Exercise requirements: Count the lines in the data below that contain the word "tree", and reply with that number alone.

Bounding-box records:

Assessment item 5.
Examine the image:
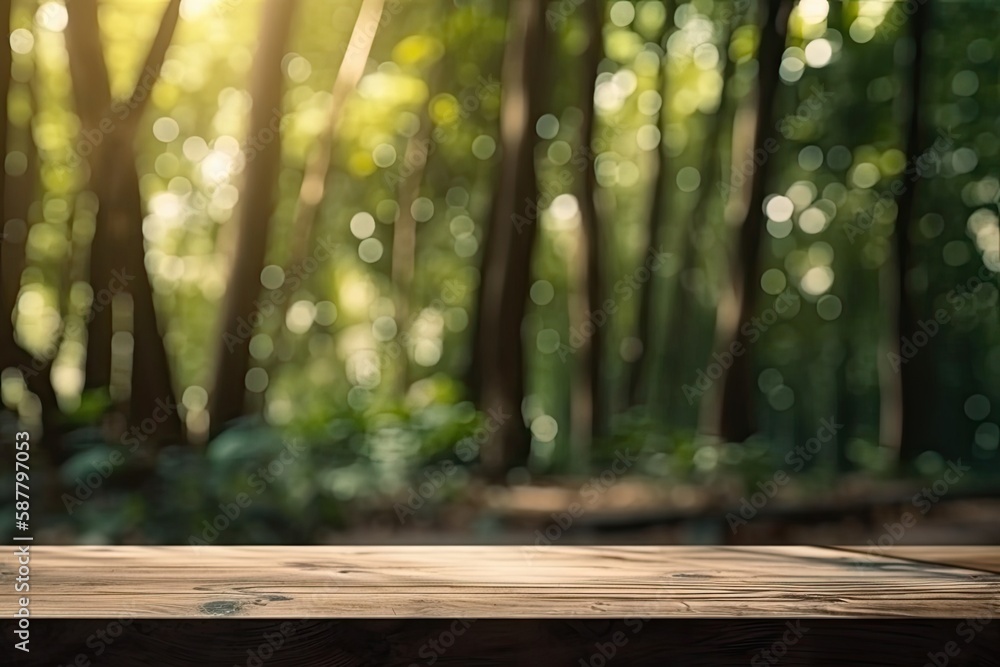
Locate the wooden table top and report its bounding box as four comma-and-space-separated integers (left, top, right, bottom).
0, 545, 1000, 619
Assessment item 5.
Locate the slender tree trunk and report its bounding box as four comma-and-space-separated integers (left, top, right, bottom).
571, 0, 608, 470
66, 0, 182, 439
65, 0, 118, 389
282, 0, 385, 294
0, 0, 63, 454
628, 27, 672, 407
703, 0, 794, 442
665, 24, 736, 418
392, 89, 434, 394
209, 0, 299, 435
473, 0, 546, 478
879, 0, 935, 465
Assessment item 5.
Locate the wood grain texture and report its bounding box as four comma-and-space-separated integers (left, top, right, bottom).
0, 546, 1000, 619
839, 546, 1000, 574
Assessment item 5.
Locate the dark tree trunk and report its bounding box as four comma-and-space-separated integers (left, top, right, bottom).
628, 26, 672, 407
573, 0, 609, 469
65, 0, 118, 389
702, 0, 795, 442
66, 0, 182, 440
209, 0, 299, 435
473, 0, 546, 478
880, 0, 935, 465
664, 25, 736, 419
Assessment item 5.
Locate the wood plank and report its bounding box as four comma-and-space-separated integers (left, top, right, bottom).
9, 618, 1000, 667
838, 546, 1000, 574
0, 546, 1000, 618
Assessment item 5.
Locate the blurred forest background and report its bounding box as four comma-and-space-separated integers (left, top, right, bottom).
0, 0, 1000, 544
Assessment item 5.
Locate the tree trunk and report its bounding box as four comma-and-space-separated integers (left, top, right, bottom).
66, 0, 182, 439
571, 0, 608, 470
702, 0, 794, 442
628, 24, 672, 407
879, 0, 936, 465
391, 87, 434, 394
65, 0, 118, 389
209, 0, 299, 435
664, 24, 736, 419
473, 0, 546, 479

...

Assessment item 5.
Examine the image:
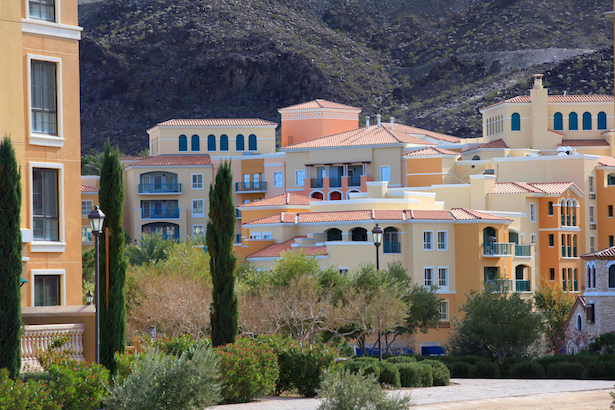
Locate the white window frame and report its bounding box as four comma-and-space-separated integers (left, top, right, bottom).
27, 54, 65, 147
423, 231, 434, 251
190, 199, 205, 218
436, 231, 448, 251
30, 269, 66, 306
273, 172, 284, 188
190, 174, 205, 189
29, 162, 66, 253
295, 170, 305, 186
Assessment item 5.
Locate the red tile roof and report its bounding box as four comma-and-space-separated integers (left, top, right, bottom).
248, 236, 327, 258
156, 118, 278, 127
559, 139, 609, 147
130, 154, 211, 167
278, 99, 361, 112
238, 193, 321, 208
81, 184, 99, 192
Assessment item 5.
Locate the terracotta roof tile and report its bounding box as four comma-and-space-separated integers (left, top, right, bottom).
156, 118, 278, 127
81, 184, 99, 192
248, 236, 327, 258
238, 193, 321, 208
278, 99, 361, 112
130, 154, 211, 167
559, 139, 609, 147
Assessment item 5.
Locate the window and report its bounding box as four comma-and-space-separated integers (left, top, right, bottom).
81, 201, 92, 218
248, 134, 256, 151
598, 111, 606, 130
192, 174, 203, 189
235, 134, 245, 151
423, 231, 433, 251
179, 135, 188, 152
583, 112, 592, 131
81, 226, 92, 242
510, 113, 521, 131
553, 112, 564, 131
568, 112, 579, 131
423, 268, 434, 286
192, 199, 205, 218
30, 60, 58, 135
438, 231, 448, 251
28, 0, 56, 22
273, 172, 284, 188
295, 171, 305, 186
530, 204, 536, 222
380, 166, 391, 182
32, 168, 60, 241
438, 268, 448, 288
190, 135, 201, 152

Response: 3